* TEXTO PROPORCIONADO:
Neolengua, más allá de la anécdota

Neolengua, más allá de la anécdota. José Vicente Pascual

Los jolgorios, chuflas y chirigotas que se organizan cada vez que a alguna ministra de cuota le da por cocear a la lengua española, son tan anécdota como las mismas burradas que salen por boca de las “miembras” y miembros afectos a la cofradía del disparate. Majaderos y majaderas siempre ha habido y siempre habrá, lo que no debería escandalizarnos ni llamar la atención más de lo necesario. El mundo es así y, por estadística, pertenece a los mediocres y los ignaros. Como dice el gran Rafael Álvarez El Brujo: a la mediocridad y la estupidez no hay que darles pábulo, ya se ayudan solas. En tal sentido, me parece desproporcionada la avalancha de comentarios, artículos —éste incluido—, memes en las redes sociales, chascarrillos y demás repudios que han circulado tras el célebre discurso de la no menos famosa Montero, sus “niñes” y sus pamplinas. Todo ello es muestra, sin duda, de una encomiable determinación de defender la lengua española, el tesoro espiritual y el tesoro material —material— del que somos legatarios, frente al empeño del aluvión moscorrofio por convertir el idioma en una verdulería donde la propaganda y la doctrina llevan precios de barato. Está bien esa actitud de reproche, ya decía, pero nos quedamos en la anécdota. Vamos a la categoría. Y allá que, efectivamente, vamos.

Lo que a esta gente le importa de verdad es la retórica. La suplantación de las ideas y la razón por los argumentos del diafragma, el cambiazo histórico del pensamiento por las emociones. Recuerden la máxima del maquiavelillo Iván Redondo: “La gente primero siente y después piensa”.

Lo que realmente les interesa no es destrozar el lenguaje sino pellizcar el estómago de quienes ansían inmediata satisfacción a su malestar intuitivo sin tomarse primero la molestia de pensar; de quienes necesitan con urgencia la aceptación de su manía disociativa cognitiva, la confirmación de que es bueno lo que les gusta y les conviene, y malo todo cuanto se parezca a lo contrario. Las ideas son un engorro, la retórica un camino ancho para la gandulería intelectual y la pereza mental. Es el método de Gerundio de Campazas, fraile de misa y olla que hizo fama por sus discursos para lerdos: no importa lo que digas sino cómo lo digas y, sobre todo, a quién se lo digas.

* PROBLEMA A:
En el texto sobre la neolengua, ¿qué máxima de Iván Redondo se recuerda?
* PROBLEMA B:
Resume de forma más breve el párrafo del texto sobre la neolengua que empieza con "Lo que realmente les interesa", conservando sus datos principales.
* PROBLEMA C:
Transcribe del texto sobre la neolengua el fragmento que va desde "Lo que realmente" hasta "se lo digas.", ambos incluidos.
Para resolverlas basta con el texto, sin recurrir a las filas.

* DATOS PROPORCIONADOS:

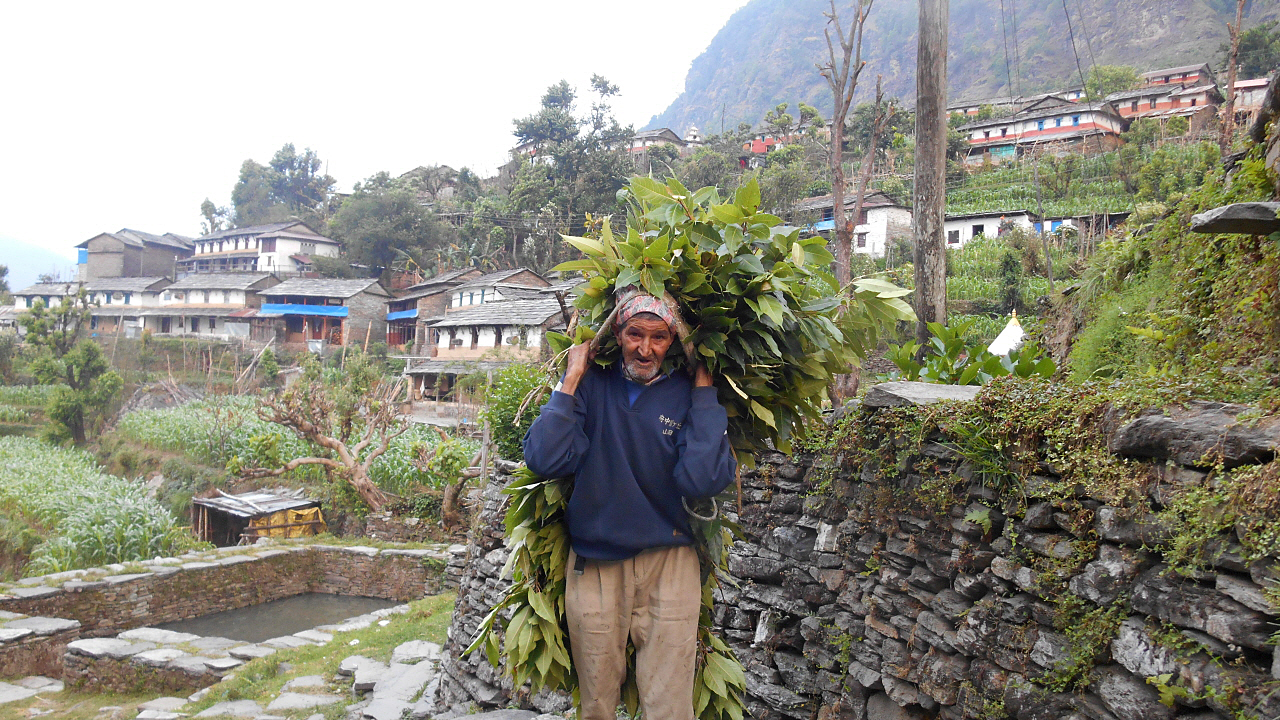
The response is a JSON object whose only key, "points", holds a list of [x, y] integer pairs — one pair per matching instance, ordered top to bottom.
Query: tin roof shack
{"points": [[883, 219], [128, 253], [120, 302], [209, 305], [311, 313], [408, 314], [484, 337], [234, 519]]}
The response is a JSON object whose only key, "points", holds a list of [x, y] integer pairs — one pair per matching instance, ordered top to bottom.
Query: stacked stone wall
{"points": [[188, 587], [841, 605]]}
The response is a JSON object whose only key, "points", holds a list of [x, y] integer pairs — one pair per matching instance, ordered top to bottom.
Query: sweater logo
{"points": [[671, 424]]}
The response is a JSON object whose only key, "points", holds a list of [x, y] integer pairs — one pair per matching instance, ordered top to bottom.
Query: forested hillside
{"points": [[767, 51]]}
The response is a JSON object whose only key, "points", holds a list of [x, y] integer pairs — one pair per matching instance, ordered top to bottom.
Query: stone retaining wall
{"points": [[169, 589], [844, 607]]}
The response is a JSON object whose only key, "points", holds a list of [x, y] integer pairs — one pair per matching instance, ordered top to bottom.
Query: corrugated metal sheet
{"points": [[255, 504]]}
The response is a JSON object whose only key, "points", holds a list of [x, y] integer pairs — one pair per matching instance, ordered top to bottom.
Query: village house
{"points": [[1185, 74], [1052, 122], [882, 220], [963, 227], [283, 249], [128, 253], [502, 285], [122, 302], [216, 305], [319, 311], [410, 313], [484, 337]]}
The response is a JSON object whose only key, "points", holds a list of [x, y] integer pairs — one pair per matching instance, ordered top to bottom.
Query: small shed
{"points": [[232, 519]]}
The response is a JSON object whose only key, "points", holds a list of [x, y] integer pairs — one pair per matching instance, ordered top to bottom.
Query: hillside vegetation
{"points": [[767, 50]]}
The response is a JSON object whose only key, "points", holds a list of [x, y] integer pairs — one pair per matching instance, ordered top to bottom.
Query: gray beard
{"points": [[634, 374]]}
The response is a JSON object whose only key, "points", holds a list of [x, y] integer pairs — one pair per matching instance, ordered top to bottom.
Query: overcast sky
{"points": [[129, 114]]}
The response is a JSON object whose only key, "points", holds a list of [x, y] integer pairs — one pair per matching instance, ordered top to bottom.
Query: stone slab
{"points": [[1248, 218], [905, 392], [44, 625], [9, 634], [158, 636], [100, 647], [415, 651], [250, 652], [159, 657], [298, 701], [165, 703], [234, 709]]}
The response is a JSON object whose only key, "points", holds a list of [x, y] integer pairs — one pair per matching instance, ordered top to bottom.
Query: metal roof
{"points": [[219, 281], [123, 285], [327, 287], [49, 288], [503, 313], [255, 504]]}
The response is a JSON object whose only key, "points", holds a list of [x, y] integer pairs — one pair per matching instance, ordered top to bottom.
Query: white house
{"points": [[882, 220], [960, 228], [278, 247], [520, 283], [209, 305]]}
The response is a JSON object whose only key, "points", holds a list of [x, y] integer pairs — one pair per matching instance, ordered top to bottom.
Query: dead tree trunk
{"points": [[931, 168]]}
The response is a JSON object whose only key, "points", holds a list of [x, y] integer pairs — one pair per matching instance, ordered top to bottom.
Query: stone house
{"points": [[882, 220], [284, 249], [131, 254], [122, 302], [215, 305], [318, 311], [408, 314], [485, 337]]}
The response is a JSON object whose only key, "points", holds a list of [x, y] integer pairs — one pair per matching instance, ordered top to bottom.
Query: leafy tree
{"points": [[1258, 53], [1105, 80], [291, 185], [215, 218], [383, 218], [87, 383]]}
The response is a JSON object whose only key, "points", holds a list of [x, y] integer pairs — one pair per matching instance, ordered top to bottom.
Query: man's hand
{"points": [[579, 356], [703, 378]]}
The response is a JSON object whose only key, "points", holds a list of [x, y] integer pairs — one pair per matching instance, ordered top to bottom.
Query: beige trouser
{"points": [[656, 598]]}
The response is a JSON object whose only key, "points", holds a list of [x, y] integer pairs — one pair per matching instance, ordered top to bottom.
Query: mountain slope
{"points": [[767, 51]]}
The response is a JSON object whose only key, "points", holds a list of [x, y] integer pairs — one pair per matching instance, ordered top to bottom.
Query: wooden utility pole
{"points": [[841, 72], [1224, 141], [931, 168]]}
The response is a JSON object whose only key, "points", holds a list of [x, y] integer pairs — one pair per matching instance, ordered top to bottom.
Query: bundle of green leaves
{"points": [[768, 318], [773, 327]]}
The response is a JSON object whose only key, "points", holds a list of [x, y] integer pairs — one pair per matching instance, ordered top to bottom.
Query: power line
{"points": [[1004, 35]]}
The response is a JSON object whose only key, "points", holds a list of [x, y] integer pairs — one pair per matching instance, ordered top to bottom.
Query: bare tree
{"points": [[1232, 62], [841, 72], [880, 119], [356, 422]]}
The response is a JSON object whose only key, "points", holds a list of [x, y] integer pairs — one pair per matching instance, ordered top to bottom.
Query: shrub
{"points": [[511, 386]]}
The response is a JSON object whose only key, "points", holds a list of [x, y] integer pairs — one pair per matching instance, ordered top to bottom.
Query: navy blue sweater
{"points": [[631, 463]]}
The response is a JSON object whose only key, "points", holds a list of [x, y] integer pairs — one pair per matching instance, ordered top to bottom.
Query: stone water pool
{"points": [[286, 616]]}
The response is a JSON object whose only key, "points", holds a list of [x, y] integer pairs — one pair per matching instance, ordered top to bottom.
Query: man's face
{"points": [[644, 345]]}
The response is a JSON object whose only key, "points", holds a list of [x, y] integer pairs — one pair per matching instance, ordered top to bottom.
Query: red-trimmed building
{"points": [[1052, 121]]}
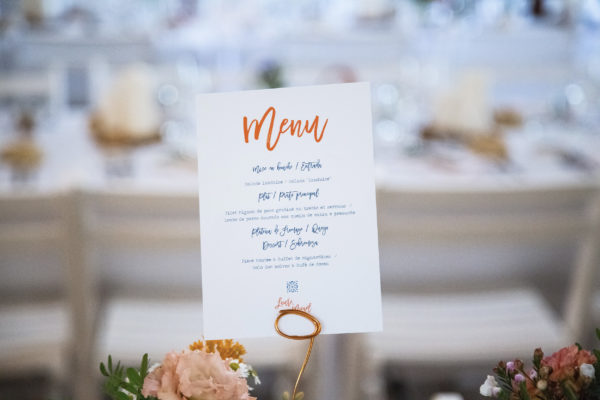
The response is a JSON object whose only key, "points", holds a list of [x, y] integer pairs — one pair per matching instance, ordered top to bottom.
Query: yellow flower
{"points": [[227, 348]]}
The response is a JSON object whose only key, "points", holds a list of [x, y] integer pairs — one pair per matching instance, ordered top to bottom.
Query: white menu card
{"points": [[287, 210]]}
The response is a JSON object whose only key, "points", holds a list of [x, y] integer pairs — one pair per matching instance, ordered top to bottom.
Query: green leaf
{"points": [[103, 370], [134, 376], [131, 388], [122, 396]]}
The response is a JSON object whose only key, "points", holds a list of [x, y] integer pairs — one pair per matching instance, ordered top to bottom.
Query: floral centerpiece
{"points": [[211, 370], [571, 373]]}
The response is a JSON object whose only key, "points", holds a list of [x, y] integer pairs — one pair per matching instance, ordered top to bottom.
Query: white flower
{"points": [[243, 370], [587, 370], [490, 387]]}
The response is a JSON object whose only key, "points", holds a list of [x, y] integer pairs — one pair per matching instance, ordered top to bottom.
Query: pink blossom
{"points": [[195, 375], [205, 376], [163, 382]]}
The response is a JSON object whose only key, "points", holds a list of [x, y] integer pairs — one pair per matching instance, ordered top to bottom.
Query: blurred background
{"points": [[486, 129]]}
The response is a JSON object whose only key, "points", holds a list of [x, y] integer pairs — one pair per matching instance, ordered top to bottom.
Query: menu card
{"points": [[287, 210]]}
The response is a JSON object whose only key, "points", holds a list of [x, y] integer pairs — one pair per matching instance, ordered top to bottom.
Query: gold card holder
{"points": [[310, 336]]}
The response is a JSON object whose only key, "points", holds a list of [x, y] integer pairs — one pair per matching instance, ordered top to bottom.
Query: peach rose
{"points": [[195, 375], [205, 376], [163, 382]]}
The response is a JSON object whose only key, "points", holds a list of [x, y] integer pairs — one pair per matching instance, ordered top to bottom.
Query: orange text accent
{"points": [[295, 127]]}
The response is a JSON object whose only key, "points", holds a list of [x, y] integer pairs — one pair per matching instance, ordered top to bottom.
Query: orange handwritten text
{"points": [[294, 127], [289, 304]]}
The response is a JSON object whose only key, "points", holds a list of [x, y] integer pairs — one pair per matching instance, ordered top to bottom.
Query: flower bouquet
{"points": [[211, 370], [571, 373]]}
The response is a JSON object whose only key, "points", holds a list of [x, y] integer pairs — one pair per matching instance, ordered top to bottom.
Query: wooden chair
{"points": [[145, 253], [465, 273], [36, 319]]}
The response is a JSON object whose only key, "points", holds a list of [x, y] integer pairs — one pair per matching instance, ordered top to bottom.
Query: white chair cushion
{"points": [[132, 327], [34, 337]]}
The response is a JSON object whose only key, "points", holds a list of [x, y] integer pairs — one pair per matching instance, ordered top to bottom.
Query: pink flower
{"points": [[566, 360], [195, 375], [205, 376], [163, 382]]}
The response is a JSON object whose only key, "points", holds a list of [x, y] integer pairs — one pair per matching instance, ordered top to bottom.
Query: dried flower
{"points": [[227, 348], [564, 362], [587, 370]]}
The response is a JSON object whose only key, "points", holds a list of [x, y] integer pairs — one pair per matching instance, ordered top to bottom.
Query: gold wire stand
{"points": [[310, 336]]}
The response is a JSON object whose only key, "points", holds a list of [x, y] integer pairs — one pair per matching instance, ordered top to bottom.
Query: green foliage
{"points": [[125, 384]]}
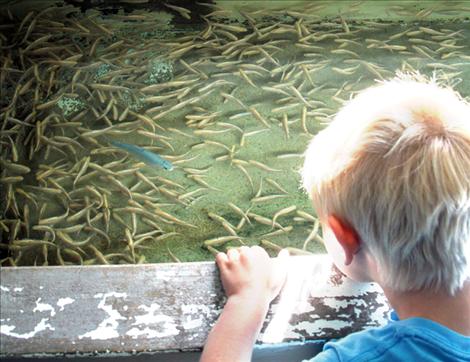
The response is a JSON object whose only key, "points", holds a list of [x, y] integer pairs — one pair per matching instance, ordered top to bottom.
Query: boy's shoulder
{"points": [[413, 339]]}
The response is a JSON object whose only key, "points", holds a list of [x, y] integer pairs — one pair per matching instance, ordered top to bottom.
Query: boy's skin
{"points": [[251, 281]]}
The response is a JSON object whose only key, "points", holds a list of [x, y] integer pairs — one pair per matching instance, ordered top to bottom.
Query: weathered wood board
{"points": [[158, 307]]}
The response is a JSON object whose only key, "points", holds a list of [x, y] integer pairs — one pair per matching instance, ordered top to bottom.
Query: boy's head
{"points": [[394, 165]]}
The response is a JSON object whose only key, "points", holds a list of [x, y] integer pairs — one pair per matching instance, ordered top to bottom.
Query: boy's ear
{"points": [[346, 236]]}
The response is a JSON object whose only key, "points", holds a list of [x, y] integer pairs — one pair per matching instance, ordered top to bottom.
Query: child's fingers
{"points": [[233, 254], [221, 259]]}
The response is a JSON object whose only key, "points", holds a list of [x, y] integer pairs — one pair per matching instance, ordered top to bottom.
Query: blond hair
{"points": [[395, 164]]}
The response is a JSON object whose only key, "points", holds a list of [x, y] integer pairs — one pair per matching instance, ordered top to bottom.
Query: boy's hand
{"points": [[250, 273]]}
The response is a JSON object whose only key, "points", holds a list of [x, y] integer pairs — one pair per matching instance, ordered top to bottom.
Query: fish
{"points": [[146, 156]]}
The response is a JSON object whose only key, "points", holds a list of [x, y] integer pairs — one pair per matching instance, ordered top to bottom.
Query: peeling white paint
{"points": [[164, 275], [62, 302], [336, 304], [44, 307], [196, 308], [192, 323], [166, 325], [42, 326], [107, 329]]}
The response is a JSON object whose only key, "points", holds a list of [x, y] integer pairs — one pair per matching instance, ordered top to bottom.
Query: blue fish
{"points": [[148, 157]]}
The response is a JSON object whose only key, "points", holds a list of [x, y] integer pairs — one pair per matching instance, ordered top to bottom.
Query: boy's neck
{"points": [[451, 312]]}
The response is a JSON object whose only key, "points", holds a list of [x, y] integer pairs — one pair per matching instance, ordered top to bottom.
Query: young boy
{"points": [[390, 181]]}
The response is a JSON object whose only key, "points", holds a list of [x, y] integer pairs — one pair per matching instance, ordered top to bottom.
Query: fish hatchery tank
{"points": [[164, 131]]}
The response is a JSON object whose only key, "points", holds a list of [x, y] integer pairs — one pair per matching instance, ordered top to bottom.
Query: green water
{"points": [[268, 61]]}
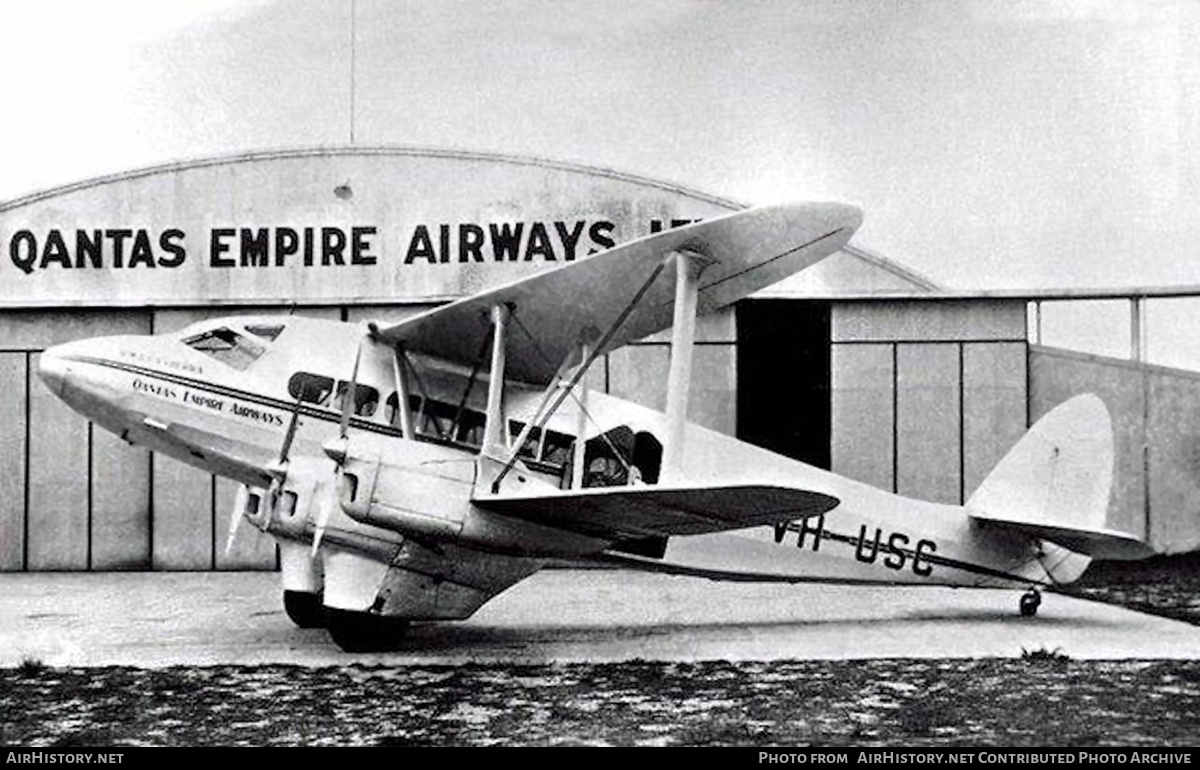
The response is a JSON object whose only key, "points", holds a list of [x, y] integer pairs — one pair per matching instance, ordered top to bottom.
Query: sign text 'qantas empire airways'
{"points": [[559, 240]]}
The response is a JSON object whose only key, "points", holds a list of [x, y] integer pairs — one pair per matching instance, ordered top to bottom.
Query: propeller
{"points": [[337, 450], [279, 470], [239, 507]]}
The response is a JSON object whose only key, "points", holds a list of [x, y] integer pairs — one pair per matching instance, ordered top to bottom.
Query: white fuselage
{"points": [[227, 409]]}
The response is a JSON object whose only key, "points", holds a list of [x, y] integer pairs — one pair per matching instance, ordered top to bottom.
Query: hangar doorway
{"points": [[784, 401]]}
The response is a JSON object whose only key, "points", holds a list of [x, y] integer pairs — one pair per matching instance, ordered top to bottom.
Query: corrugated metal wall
{"points": [[927, 396]]}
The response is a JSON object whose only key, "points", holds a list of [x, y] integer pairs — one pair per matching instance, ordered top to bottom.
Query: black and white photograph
{"points": [[810, 377]]}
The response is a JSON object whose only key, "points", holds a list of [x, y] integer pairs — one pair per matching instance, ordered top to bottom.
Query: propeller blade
{"points": [[291, 433], [325, 503], [239, 506]]}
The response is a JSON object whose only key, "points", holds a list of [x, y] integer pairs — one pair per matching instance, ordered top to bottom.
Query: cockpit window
{"points": [[267, 331], [226, 346], [312, 389]]}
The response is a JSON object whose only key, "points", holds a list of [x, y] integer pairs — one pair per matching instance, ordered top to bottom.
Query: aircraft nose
{"points": [[53, 368]]}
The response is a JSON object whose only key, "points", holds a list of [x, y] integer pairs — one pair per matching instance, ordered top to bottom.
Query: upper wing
{"points": [[749, 250], [624, 512]]}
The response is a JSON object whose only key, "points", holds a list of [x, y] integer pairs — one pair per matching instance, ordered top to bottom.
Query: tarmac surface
{"points": [[563, 615]]}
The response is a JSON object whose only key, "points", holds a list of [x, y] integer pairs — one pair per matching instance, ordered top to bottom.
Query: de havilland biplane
{"points": [[414, 470]]}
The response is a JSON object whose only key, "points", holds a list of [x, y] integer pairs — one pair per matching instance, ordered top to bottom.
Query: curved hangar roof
{"points": [[345, 226]]}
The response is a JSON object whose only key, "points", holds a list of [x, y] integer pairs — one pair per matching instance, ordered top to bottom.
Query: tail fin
{"points": [[1055, 485]]}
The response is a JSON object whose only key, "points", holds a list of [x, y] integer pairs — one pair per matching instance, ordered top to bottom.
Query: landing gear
{"points": [[1030, 602], [305, 609], [364, 632]]}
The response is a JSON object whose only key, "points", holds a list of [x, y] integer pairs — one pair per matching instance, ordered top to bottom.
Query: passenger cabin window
{"points": [[267, 331], [227, 347], [311, 389], [366, 398]]}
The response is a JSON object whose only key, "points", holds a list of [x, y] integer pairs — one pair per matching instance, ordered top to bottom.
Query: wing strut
{"points": [[683, 334], [592, 353]]}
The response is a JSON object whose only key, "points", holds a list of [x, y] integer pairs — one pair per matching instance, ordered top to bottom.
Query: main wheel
{"points": [[305, 609], [364, 632]]}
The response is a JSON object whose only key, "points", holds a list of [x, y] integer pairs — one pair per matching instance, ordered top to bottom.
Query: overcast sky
{"points": [[1024, 143]]}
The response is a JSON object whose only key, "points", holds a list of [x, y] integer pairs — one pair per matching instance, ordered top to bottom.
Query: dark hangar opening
{"points": [[784, 377]]}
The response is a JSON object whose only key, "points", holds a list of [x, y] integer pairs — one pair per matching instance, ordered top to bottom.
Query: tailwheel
{"points": [[1030, 602], [305, 609], [364, 632]]}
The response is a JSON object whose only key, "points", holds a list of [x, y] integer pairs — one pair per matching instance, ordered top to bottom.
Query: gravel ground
{"points": [[1041, 699]]}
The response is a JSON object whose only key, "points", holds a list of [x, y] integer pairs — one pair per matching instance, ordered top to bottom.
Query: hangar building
{"points": [[856, 365]]}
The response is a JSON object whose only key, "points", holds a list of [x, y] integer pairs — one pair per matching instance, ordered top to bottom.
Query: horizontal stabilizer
{"points": [[1055, 483], [622, 512], [1098, 543]]}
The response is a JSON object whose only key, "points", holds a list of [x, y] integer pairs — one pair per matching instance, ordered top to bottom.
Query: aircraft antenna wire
{"points": [[585, 366]]}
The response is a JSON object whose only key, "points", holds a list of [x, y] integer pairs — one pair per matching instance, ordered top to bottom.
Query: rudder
{"points": [[1054, 485]]}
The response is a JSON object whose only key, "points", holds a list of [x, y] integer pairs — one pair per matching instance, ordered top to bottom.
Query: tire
{"points": [[305, 609], [364, 632]]}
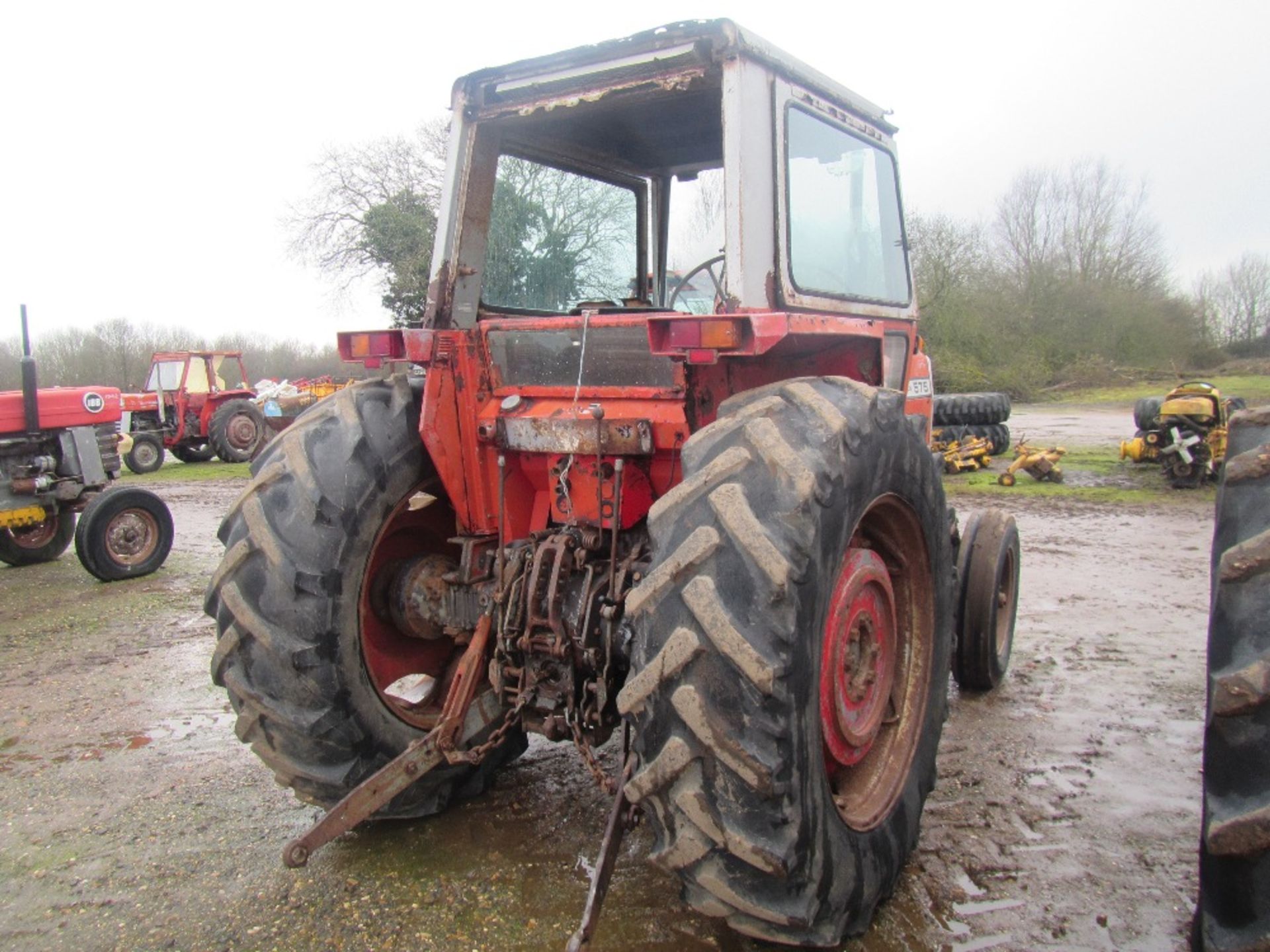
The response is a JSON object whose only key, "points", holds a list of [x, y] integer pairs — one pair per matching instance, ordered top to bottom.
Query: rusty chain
{"points": [[588, 754], [474, 756]]}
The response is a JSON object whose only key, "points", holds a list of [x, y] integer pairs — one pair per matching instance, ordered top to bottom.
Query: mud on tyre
{"points": [[800, 504], [295, 637], [1235, 847]]}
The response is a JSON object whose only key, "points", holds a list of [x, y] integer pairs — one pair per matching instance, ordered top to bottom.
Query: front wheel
{"points": [[237, 430], [146, 454], [124, 534], [42, 542], [988, 561], [789, 680]]}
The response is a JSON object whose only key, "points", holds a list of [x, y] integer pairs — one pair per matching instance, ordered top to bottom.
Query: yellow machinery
{"points": [[1187, 436], [1141, 450], [966, 456], [1038, 463]]}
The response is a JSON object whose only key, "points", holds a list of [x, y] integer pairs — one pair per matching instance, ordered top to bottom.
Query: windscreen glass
{"points": [[845, 235], [559, 240], [613, 357], [165, 375]]}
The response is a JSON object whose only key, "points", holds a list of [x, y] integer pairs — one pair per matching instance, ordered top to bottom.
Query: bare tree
{"points": [[372, 212], [1086, 222], [947, 255], [1236, 301]]}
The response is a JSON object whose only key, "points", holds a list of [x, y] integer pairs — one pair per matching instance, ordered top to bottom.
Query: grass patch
{"points": [[1254, 387], [177, 471], [1091, 475]]}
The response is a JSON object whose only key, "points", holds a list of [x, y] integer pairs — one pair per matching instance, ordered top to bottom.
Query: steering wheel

* RESPUESTA CORRECTA A:
"La gente primero siente y después piensa".

* RESPUESTA CORRECTA B:
No buscan destrozar el lenguaje, sino apelar al estómago de quienes quieren calmar de inmediato su malestar intuitivo sin pensar. Esas personas necesitan que se confirme que es bueno lo que les gusta y les conviene, y malo lo contrario. Las ideas resultan un engorro, y la retórica facilita la gandulería intelectual y la pereza mental. Es el método de Gerundio de Campazas, fraile famoso por sus discursos para lerdos: no importa lo que se dice, sino cómo se dice y, sobre todo, a quién.

* RESPUESTA CORRECTA C:
Lo que realmente les interesa no es destrozar el lenguaje sino pellizcar el estómago de quienes ansían inmediata satisfacción a su malestar intuitivo sin tomarse primero la molestia de pensar; de quienes necesitan con urgencia la aceptación de su manía disociativa cognitiva, la confirmación de que es bueno lo que les gusta y les conviene, y malo todo cuanto se parezca a lo contrario. Las ideas son un engorro, la retórica un camino ancho para la gandulería intelectual y la pereza mental. Es el método de Gerundio de Campazas, fraile de misa y olla que hizo fama por sus discursos para lerdos: no importa lo que digas sino cómo lo digas y, sobre todo, a quién se lo digas.